[start]

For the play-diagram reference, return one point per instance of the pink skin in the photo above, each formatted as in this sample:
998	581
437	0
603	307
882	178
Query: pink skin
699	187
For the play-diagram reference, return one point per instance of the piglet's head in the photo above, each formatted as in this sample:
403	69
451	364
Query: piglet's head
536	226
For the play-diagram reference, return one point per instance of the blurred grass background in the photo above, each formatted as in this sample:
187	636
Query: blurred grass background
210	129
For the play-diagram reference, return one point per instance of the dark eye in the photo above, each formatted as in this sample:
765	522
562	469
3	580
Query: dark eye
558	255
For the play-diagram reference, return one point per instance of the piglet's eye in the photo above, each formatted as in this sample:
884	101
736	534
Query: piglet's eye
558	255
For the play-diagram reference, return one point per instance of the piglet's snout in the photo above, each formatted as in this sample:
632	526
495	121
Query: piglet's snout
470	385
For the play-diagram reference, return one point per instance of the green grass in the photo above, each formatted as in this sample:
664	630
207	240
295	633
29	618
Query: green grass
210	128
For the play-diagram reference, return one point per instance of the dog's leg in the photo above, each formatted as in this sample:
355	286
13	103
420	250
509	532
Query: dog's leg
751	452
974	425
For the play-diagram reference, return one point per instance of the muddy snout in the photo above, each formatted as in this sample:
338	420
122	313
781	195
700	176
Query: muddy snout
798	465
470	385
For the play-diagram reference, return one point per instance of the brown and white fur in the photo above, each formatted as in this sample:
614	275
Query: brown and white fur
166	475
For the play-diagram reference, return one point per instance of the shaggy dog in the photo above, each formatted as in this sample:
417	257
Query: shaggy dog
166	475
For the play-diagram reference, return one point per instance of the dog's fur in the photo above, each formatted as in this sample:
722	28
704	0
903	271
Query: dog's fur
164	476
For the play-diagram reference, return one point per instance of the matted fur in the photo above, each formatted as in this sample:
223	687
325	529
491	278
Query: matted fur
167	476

[end]

Exercise aim
Copy the material from the line containing "the piglet's eye" through the end of the material, both ends included. Keep every line in full, scale each answer coordinate by 2.2, round it to a whole number with halves rounded up, leave all other numbers unchanged, and return only that stretch.

Result below
For the play-diagram reference, return one point per instance of the piglet's eye in the photo above, each formatted as in this sample:
884	101
736	534
Query: piglet's eye
1228	561
For the play-diagram reference, return one point per instance of the piglet's snout in the photo above, each formatted as in this sample:
632	526
495	121
Query: piglet's snout
1034	847
For the play-diagram reference, return one point per instance of the green grass in the photo above, each formatted as in this sample:
664	630
207	240
295	633
29	618
Query: green grass
462	282
For the play-diagram reference, return one point per instance of the dog's leg in the photo above, each formatted as in this sample:
355	286
13	103
420	250
509	532
Query: dog's leg
1652	994
2143	935
For the play-diagram reference, return one point per instance of the muddy snout in the photo above, each formatted as in this sample:
338	420
122	313
781	195
700	176
Query: muddy snout
1756	1023
1034	847
For the play-diagram reference, return one point per instance of the brown and white fur in the photo above, each formatted as in this sample:
614	275
Query: brown and white fur
365	1045
For the play-diagram reference, return one point per instance of the shaggy dog in the photo above, each formatted as in this sample:
417	257
Query: shaggy dog
365	1045
For the play-diagram reference, return one point per instance of the dog's fur in the photo above, each formatted as in this sample:
722	28
704	0
903	271
Query: dog's fur
361	1047
For the play-diagram reference, return one point per instance of the matted fur in the photo above, each formatted as in this sample:
223	687
325	529
491	278
Query: matted fur
367	1047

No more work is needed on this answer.